▶ _Given exercise_
Copy out the data below word for word, from its first line through the line containing "(1097, 227)", with both ends included.

▶ _Records supplied_
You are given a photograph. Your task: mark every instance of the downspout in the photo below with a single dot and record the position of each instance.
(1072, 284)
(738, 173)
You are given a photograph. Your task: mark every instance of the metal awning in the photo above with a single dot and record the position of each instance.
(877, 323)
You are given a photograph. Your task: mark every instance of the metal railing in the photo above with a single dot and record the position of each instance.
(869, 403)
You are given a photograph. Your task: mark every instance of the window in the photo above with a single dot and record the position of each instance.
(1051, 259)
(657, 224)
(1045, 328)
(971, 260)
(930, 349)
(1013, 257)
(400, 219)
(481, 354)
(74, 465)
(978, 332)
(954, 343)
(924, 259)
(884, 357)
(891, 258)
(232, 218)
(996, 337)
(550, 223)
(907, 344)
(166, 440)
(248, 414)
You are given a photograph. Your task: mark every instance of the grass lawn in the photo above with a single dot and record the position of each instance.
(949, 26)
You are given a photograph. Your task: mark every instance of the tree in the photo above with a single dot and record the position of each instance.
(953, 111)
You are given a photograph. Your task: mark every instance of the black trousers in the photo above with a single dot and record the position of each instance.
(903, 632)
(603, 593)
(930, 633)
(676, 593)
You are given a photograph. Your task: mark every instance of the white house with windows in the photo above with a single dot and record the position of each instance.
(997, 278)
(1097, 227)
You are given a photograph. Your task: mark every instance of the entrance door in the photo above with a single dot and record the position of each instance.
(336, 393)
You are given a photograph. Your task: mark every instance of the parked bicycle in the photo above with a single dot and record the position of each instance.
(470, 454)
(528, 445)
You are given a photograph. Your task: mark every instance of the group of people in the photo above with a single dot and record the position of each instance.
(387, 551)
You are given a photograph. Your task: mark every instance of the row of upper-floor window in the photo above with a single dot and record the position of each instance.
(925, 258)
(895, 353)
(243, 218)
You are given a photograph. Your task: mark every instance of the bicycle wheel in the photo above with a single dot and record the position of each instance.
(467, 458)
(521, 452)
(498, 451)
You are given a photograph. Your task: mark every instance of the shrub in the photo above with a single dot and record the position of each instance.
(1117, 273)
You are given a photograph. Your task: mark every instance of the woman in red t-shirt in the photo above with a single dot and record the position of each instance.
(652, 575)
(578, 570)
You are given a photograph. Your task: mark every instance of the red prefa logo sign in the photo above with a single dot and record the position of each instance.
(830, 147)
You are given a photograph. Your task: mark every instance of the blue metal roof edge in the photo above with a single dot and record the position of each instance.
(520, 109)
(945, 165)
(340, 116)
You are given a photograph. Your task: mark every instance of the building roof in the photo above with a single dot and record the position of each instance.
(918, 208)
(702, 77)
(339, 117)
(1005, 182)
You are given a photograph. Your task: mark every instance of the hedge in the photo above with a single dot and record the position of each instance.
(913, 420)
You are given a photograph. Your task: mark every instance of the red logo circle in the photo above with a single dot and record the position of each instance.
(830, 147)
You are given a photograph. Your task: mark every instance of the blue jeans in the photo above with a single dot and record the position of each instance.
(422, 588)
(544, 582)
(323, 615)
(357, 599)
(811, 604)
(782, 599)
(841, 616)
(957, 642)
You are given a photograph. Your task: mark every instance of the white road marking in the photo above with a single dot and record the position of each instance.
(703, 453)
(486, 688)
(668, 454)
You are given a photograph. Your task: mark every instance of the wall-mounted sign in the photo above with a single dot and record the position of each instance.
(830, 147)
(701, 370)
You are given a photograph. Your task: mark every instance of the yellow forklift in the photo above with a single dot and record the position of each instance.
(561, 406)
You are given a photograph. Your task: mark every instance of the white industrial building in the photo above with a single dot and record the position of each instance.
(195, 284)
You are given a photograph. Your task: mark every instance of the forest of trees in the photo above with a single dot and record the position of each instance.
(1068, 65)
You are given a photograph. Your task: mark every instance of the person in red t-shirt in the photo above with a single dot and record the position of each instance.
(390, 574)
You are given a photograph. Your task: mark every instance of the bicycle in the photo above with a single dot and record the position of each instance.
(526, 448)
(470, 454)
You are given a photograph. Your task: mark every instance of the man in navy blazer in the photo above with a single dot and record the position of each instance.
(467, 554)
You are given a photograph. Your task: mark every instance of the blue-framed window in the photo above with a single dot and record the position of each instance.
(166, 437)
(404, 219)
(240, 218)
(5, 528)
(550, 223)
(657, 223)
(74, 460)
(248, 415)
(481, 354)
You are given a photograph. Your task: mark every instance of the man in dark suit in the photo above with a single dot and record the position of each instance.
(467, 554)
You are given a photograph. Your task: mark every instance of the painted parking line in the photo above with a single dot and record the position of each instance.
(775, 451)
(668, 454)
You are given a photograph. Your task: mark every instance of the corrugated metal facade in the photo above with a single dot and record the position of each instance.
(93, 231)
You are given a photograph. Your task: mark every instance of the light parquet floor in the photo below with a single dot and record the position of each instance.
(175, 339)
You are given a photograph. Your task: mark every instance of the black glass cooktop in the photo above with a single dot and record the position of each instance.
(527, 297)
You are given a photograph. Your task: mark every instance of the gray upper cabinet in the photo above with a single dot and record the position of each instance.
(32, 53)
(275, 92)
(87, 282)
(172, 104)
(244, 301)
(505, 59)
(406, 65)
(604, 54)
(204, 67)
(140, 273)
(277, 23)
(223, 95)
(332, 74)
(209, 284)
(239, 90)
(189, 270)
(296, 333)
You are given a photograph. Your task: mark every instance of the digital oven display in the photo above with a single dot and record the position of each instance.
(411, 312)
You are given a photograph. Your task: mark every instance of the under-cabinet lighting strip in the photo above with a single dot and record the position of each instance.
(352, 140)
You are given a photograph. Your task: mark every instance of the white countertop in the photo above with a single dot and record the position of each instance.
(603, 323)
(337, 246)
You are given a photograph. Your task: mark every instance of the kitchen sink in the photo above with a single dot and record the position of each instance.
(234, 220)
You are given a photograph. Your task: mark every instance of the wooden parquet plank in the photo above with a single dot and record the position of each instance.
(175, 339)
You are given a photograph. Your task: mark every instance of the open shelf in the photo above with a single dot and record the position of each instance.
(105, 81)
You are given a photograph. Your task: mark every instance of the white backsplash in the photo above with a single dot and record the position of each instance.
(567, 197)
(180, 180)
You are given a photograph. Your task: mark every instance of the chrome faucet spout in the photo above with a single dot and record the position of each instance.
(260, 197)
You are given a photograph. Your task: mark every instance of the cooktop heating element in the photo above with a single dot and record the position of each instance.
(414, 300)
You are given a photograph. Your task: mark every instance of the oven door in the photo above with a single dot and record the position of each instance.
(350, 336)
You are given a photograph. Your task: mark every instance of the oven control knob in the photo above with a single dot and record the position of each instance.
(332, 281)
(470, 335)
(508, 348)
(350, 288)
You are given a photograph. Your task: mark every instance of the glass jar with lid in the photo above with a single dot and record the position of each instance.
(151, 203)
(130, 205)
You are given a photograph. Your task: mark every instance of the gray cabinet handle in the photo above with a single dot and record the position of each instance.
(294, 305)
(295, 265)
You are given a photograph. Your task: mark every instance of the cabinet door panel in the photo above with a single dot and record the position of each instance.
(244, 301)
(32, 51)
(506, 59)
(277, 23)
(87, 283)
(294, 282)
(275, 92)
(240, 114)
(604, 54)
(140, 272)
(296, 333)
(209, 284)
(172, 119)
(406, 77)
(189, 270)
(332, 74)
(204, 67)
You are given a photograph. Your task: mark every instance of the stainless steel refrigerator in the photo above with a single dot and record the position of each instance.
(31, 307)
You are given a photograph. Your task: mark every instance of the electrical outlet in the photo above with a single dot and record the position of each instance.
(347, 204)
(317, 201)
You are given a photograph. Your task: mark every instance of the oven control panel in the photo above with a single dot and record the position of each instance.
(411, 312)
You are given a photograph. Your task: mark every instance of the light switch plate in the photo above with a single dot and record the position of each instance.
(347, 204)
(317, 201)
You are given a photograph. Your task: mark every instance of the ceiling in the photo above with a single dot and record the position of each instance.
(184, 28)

▶ _Finished exercise_
You are given a photograph. Your task: mark every instance of the downspout in the photo below with a single dot and record the position of each instance.
(1072, 284)
(738, 173)
You are given a photograph. Your task: mark every instance of the metal awning in the photo above with a single dot and record the position of each instance.
(877, 323)
You are given a photograph. Your task: mark every instance of the metal railing in the photo above with a single dot and record the position of each instance.
(869, 403)
You are given a photograph. Your task: mark every instance of the window in the photo above with a single dot and record the position of each instance.
(1051, 259)
(657, 224)
(1045, 328)
(971, 260)
(930, 349)
(1013, 257)
(400, 219)
(481, 354)
(74, 465)
(978, 332)
(954, 343)
(924, 259)
(884, 357)
(891, 258)
(232, 218)
(996, 337)
(550, 223)
(907, 344)
(166, 440)
(248, 414)
You are given a photograph. Your task: mark every instance of the grass lawn in the photo above with a single dot and record the position of each instance.
(949, 26)
You are given a photograph. Your task: mark every instance of the tree in the photo above with a single dot and record the position of each instance.
(953, 111)
You are given a photograph. Your task: mark every instance of the black trousers in the photo above with a single dot and record the position of each instance.
(903, 632)
(603, 593)
(930, 633)
(676, 593)
You are given a photograph. Your task: mark every instance of the white house with windows in the photo above with a single dot and record the position of each instance.
(997, 278)
(1097, 227)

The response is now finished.